>>>>

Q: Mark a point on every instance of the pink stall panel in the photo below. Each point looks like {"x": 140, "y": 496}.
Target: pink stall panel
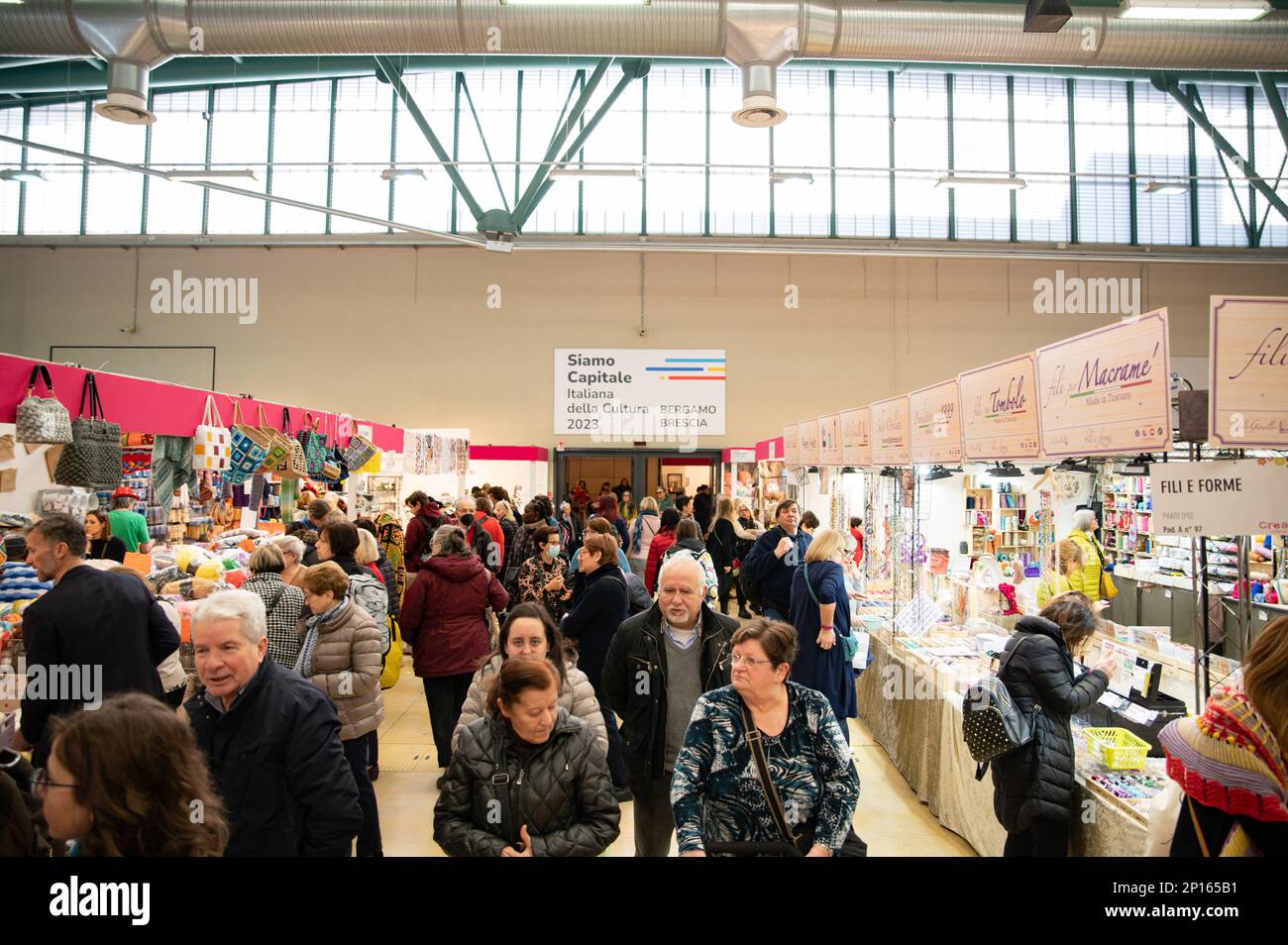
{"x": 168, "y": 409}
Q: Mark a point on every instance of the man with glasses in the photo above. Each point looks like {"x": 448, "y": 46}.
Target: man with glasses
{"x": 657, "y": 667}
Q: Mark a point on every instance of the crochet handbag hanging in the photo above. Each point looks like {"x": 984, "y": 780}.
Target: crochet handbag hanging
{"x": 93, "y": 459}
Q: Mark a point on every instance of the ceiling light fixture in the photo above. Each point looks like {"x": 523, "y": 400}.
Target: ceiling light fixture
{"x": 402, "y": 172}
{"x": 1072, "y": 465}
{"x": 21, "y": 175}
{"x": 1166, "y": 187}
{"x": 596, "y": 172}
{"x": 1004, "y": 471}
{"x": 1012, "y": 183}
{"x": 1214, "y": 11}
{"x": 209, "y": 174}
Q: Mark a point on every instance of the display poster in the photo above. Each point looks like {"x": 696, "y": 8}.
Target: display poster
{"x": 807, "y": 442}
{"x": 626, "y": 394}
{"x": 1000, "y": 411}
{"x": 829, "y": 439}
{"x": 1107, "y": 390}
{"x": 1220, "y": 497}
{"x": 857, "y": 437}
{"x": 936, "y": 424}
{"x": 791, "y": 446}
{"x": 890, "y": 432}
{"x": 1248, "y": 365}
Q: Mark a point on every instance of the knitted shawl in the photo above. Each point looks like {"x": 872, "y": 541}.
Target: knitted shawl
{"x": 1229, "y": 759}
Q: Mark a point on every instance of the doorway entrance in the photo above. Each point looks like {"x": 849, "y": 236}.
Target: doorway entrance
{"x": 643, "y": 471}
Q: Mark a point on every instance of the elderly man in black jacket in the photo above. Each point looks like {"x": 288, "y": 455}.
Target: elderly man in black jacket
{"x": 91, "y": 635}
{"x": 658, "y": 665}
{"x": 270, "y": 737}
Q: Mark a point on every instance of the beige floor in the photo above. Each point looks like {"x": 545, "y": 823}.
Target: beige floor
{"x": 889, "y": 815}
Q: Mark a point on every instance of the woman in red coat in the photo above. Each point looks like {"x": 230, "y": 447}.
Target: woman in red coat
{"x": 664, "y": 540}
{"x": 445, "y": 619}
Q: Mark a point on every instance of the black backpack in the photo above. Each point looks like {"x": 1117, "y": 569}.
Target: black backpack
{"x": 992, "y": 724}
{"x": 751, "y": 588}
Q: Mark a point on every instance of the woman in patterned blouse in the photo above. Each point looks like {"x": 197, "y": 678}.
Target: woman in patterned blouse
{"x": 716, "y": 791}
{"x": 541, "y": 576}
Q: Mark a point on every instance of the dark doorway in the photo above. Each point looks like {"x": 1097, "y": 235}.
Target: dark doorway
{"x": 644, "y": 469}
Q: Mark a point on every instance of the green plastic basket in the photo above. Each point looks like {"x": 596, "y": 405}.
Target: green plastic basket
{"x": 1117, "y": 748}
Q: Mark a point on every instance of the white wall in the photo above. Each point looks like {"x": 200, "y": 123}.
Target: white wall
{"x": 404, "y": 336}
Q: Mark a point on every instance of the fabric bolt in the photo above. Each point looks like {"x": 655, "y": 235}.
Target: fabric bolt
{"x": 717, "y": 794}
{"x": 171, "y": 468}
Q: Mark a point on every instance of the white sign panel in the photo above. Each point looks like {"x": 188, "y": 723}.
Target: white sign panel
{"x": 639, "y": 393}
{"x": 1224, "y": 497}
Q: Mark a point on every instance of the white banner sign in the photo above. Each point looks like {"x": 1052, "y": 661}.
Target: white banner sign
{"x": 639, "y": 394}
{"x": 1248, "y": 383}
{"x": 1224, "y": 497}
{"x": 1107, "y": 390}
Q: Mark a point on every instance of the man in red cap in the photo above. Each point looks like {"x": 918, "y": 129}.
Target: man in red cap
{"x": 128, "y": 524}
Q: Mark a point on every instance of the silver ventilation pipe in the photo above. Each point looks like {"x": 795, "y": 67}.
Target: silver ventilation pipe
{"x": 133, "y": 38}
{"x": 755, "y": 35}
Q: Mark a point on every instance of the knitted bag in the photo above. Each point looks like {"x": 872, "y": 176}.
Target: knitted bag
{"x": 294, "y": 464}
{"x": 43, "y": 420}
{"x": 93, "y": 459}
{"x": 211, "y": 443}
{"x": 314, "y": 450}
{"x": 249, "y": 450}
{"x": 278, "y": 446}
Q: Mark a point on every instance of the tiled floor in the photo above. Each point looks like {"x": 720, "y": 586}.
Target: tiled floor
{"x": 889, "y": 816}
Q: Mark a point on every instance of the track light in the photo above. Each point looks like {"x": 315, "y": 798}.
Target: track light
{"x": 1004, "y": 471}
{"x": 1072, "y": 465}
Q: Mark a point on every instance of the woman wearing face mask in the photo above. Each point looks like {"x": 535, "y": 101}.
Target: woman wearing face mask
{"x": 541, "y": 577}
{"x": 529, "y": 634}
{"x": 527, "y": 779}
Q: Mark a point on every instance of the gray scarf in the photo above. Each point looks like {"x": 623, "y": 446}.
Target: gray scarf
{"x": 304, "y": 662}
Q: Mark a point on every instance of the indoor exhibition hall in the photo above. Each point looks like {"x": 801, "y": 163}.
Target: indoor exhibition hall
{"x": 644, "y": 429}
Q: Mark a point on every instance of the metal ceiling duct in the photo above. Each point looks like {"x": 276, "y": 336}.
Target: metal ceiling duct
{"x": 756, "y": 35}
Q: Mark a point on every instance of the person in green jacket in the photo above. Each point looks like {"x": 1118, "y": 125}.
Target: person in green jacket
{"x": 128, "y": 524}
{"x": 1087, "y": 579}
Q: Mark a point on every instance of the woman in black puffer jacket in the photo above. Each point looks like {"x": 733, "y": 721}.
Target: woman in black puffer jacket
{"x": 1033, "y": 786}
{"x": 554, "y": 798}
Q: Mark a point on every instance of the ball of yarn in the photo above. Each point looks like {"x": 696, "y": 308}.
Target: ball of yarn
{"x": 209, "y": 571}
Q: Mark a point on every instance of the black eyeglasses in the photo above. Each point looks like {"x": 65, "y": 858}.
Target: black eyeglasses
{"x": 40, "y": 782}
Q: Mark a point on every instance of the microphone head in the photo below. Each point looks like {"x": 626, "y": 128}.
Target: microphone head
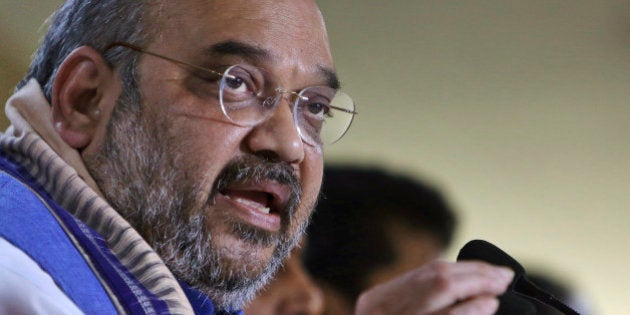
{"x": 485, "y": 251}
{"x": 510, "y": 302}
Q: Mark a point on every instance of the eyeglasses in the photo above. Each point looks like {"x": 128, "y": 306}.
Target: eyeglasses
{"x": 249, "y": 95}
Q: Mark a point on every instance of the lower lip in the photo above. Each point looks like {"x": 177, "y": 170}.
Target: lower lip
{"x": 269, "y": 222}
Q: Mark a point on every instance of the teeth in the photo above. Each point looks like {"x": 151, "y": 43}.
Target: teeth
{"x": 252, "y": 204}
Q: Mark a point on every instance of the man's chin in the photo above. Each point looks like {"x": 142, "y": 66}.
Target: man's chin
{"x": 238, "y": 253}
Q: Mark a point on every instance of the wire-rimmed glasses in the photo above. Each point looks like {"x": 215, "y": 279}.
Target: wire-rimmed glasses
{"x": 249, "y": 95}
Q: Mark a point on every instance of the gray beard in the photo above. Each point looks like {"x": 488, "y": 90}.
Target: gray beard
{"x": 141, "y": 173}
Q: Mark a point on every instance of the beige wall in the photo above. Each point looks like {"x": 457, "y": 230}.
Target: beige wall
{"x": 520, "y": 110}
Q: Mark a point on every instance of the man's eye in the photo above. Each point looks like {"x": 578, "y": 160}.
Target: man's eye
{"x": 237, "y": 84}
{"x": 318, "y": 109}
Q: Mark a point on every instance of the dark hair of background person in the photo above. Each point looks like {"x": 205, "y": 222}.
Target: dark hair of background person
{"x": 348, "y": 237}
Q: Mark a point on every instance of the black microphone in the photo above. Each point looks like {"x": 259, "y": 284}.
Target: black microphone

<<<<

Exercise directions: What is the number of lines in the listing that include the word "below"? Give the number and no other text.

Completed exercise: 2